PROVIDED MATERIAL section start
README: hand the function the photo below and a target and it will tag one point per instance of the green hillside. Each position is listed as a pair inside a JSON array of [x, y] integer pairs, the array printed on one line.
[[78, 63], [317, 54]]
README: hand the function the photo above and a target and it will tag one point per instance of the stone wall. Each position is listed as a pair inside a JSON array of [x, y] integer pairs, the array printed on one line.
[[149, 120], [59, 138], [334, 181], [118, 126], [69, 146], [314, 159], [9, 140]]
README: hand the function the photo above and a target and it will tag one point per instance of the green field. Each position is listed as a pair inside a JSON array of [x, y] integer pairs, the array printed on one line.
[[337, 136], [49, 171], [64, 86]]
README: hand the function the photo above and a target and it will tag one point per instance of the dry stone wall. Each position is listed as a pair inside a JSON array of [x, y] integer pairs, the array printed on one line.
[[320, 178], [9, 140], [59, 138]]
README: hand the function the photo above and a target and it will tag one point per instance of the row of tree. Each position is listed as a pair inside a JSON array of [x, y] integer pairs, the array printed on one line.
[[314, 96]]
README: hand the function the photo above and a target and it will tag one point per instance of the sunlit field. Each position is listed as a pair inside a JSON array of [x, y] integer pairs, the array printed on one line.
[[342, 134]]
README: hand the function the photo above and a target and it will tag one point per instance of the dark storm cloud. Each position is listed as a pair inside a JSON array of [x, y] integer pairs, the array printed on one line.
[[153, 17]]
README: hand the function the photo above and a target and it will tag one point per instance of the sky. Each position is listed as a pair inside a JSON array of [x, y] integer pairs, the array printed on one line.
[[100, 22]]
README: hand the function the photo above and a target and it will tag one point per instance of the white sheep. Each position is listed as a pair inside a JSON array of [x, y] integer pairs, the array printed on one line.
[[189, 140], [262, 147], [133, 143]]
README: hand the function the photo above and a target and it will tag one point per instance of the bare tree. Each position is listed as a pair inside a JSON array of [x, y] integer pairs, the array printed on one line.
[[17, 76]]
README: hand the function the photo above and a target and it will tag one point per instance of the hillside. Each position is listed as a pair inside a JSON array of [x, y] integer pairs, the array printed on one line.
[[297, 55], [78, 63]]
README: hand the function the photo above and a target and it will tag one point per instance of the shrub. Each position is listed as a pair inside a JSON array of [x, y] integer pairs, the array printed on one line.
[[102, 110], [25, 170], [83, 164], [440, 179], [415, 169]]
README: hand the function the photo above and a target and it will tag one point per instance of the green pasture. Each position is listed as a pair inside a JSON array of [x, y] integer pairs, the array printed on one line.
PROVIDED MATERIAL section end
▶ _WORK TO BE COMPLETED_
The answer must be exactly the lines from the one containing "of the shrub." through the final line of the data, both ends included, and nothing else.

▶ _PROBLEM SOLUTION_
README: hand the function the photo above and a target and it will tag one point per instance of the shrub. Each position is listed as a pair inside a JSON array of [x, y] integer pairs, the array printed on one line.
[[102, 110], [25, 170], [83, 164], [440, 179], [415, 169]]
README: hand the function the photo above and a target and it will tag one point per instance of the green pasture. Each position is listed as a pair inside a JSON array of [x, y] integer pairs, the array printed on one line.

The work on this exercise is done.